Which lines in the listing below contain the string "display"? Report each of them in full.
--- begin Stored data ---
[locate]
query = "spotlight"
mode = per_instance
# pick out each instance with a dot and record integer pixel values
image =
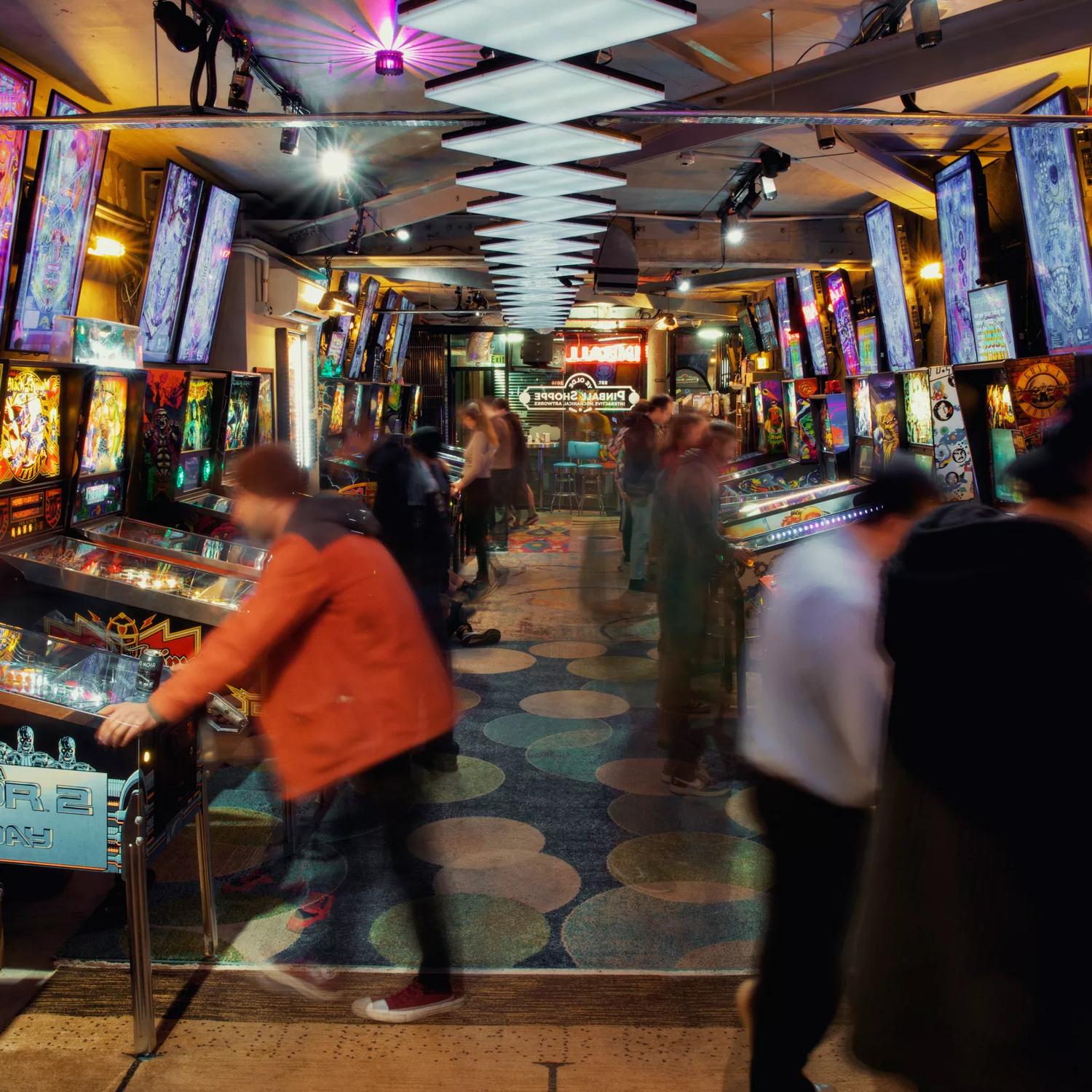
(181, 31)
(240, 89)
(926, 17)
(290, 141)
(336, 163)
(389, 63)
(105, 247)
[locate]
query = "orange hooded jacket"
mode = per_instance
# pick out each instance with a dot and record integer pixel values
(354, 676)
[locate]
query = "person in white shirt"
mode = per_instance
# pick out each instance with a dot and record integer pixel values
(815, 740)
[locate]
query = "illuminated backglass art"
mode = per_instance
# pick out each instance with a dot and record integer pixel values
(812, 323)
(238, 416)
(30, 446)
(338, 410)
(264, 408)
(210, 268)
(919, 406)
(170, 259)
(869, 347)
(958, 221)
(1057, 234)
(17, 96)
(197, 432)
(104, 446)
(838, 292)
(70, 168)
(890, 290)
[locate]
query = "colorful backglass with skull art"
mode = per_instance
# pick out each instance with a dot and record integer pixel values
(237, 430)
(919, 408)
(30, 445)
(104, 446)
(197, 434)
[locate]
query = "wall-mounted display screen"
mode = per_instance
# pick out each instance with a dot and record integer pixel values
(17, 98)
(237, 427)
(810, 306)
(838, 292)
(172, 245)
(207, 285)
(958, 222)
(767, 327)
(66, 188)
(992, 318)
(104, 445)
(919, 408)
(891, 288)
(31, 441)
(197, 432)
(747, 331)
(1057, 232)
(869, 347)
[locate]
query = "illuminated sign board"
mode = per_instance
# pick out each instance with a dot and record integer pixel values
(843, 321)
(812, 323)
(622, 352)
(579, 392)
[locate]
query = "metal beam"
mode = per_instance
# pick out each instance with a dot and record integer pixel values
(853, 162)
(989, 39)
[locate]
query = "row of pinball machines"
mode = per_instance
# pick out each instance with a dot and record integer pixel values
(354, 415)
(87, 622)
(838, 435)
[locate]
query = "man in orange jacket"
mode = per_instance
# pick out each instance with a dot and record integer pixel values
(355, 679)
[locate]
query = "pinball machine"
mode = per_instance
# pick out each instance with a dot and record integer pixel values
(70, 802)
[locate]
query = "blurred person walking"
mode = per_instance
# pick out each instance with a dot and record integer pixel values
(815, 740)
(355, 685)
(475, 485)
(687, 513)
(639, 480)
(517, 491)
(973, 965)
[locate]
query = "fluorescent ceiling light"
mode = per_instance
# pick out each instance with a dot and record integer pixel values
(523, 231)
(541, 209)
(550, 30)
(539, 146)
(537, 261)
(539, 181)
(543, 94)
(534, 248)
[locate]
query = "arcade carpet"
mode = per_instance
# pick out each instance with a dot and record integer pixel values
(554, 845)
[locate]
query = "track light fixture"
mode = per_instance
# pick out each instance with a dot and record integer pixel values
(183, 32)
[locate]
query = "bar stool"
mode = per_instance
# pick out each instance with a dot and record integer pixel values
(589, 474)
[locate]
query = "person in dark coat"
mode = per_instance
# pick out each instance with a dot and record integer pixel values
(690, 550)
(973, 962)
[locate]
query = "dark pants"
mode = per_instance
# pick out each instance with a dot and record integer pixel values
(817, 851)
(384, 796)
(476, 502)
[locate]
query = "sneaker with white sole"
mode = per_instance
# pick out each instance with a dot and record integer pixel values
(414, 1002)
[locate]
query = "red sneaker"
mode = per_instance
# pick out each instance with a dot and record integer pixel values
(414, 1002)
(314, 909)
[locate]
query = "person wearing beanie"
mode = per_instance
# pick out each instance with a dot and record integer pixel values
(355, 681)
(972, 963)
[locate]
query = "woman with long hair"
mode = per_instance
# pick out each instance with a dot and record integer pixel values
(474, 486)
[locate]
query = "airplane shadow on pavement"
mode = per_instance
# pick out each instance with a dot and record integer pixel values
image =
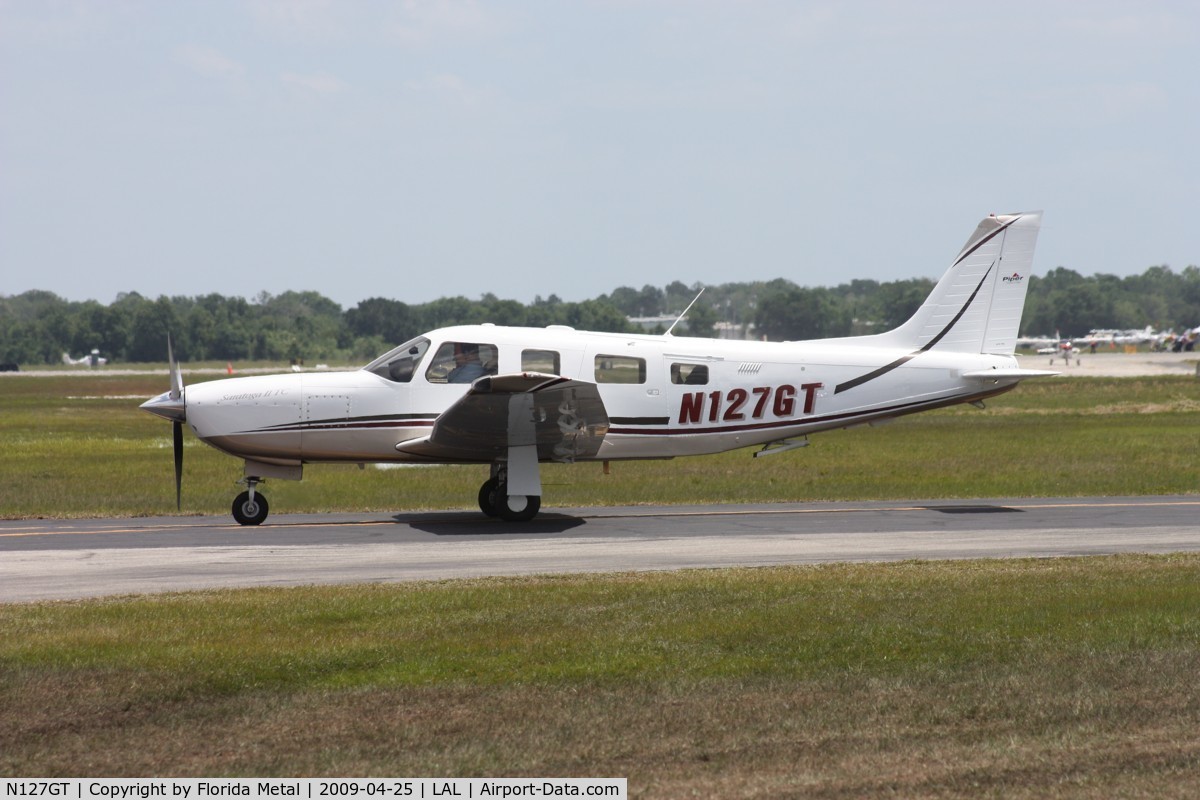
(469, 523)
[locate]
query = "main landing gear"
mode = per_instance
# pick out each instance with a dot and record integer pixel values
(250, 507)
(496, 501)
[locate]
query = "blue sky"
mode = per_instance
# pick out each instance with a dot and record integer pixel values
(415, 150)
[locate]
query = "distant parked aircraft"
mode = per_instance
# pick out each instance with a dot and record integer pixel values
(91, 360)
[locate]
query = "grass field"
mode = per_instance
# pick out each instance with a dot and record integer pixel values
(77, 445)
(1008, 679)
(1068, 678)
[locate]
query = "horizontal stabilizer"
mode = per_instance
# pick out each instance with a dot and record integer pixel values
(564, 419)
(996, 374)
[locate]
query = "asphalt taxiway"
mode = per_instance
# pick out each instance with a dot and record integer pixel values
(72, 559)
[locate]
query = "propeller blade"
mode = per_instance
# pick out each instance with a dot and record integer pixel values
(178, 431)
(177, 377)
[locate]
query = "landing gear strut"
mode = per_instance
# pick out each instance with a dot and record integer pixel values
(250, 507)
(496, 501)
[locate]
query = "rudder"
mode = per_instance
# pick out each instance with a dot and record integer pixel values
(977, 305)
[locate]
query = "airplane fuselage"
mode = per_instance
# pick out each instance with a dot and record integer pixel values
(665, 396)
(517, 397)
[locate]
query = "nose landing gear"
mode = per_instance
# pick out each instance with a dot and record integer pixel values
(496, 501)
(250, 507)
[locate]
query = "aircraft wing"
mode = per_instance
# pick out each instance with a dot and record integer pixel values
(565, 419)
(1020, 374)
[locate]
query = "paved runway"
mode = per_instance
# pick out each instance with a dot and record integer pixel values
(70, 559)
--- end Stored data ---
--- begin Stored data ---
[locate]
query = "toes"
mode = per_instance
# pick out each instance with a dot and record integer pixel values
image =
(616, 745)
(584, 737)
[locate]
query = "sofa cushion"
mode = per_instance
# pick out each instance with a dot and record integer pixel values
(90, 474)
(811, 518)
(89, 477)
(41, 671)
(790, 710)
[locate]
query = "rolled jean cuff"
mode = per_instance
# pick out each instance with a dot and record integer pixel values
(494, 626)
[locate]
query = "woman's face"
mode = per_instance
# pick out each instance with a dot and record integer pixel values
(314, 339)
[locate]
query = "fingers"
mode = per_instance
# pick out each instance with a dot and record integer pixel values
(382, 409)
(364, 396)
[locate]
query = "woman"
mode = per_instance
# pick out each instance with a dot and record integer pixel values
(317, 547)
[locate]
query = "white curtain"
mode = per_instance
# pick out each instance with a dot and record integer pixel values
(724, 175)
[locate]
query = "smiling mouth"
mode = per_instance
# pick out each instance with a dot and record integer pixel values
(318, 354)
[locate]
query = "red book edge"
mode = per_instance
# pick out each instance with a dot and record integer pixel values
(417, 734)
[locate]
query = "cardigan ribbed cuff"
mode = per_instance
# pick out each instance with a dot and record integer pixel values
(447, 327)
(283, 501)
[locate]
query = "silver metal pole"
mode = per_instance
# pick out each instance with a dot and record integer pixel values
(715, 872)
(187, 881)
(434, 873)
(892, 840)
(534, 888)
--- end Stored data ---
--- begin Stored data ---
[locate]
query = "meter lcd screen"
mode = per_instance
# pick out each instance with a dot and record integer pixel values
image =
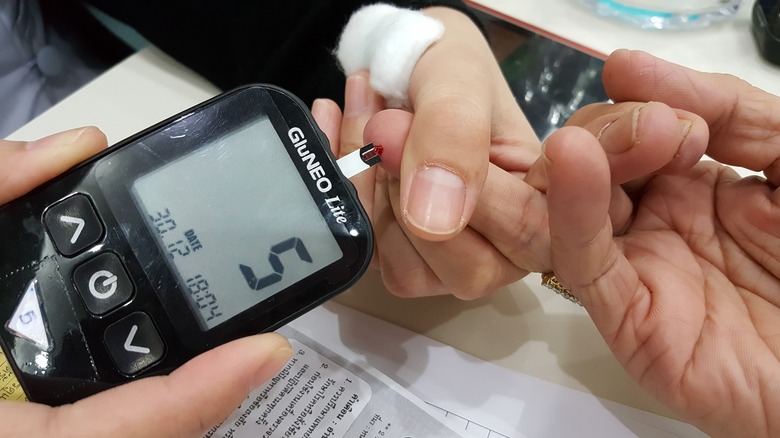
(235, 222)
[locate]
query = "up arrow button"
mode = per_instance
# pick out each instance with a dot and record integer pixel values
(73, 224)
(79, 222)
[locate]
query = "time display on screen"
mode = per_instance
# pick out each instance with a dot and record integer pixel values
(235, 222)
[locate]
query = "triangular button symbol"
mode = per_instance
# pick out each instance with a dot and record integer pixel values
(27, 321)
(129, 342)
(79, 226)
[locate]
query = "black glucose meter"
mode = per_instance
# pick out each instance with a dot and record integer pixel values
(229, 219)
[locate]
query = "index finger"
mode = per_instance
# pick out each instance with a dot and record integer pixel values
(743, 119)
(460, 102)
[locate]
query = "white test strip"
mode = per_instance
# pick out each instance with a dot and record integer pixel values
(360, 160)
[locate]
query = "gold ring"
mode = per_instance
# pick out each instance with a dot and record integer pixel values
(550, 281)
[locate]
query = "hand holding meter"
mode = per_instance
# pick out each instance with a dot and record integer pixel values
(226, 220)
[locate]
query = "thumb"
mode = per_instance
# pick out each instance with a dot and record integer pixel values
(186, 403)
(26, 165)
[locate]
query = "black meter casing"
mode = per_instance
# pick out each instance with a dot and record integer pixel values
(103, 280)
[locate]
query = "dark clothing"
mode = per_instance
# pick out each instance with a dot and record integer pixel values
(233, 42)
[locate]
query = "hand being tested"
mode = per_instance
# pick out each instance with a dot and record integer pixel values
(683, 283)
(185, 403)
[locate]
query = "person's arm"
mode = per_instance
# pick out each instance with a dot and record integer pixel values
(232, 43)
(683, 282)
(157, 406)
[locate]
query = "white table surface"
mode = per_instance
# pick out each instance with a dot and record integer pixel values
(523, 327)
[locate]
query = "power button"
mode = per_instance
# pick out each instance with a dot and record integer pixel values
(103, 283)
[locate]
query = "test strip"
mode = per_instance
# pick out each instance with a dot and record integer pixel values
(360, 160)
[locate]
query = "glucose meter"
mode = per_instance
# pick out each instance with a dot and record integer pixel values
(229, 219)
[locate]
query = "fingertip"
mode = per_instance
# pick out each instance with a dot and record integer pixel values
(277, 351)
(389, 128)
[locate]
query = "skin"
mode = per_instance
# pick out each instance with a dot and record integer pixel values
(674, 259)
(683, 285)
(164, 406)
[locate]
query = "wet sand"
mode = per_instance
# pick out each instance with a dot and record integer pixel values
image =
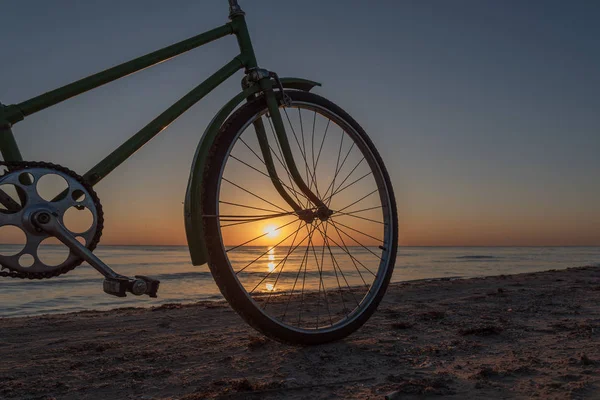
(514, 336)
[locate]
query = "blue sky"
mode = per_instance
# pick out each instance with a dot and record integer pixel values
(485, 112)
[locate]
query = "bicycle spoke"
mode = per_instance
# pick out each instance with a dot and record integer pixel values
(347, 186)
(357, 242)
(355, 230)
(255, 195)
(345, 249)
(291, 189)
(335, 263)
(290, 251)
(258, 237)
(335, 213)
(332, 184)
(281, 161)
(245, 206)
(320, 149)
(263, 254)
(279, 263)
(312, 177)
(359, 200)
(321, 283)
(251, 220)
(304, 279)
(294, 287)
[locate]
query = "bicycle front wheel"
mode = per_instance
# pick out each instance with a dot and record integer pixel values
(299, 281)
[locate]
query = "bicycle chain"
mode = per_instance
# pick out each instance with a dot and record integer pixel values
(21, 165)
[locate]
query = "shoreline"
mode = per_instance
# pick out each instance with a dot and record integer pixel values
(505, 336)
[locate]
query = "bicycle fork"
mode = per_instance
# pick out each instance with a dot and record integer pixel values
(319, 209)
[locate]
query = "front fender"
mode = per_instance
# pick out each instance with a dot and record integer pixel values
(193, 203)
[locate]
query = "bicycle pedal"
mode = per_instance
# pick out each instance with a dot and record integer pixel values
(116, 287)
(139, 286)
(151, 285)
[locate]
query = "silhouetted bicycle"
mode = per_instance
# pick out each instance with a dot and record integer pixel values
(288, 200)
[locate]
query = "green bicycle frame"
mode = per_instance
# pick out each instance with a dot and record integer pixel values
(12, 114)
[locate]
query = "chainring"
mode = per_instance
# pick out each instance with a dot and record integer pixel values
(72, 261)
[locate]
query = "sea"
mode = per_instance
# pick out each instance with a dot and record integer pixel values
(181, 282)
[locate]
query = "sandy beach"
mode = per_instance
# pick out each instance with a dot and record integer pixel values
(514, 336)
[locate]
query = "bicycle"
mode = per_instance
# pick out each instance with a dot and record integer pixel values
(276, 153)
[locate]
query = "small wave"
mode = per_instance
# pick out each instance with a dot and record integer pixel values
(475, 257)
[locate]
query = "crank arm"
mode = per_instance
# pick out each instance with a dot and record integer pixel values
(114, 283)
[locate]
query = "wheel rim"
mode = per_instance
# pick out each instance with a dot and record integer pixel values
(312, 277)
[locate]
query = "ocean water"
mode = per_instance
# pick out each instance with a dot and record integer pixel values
--- end Stored data ---
[Result]
query = "wall-mounted display screen"
query = "time display on screen"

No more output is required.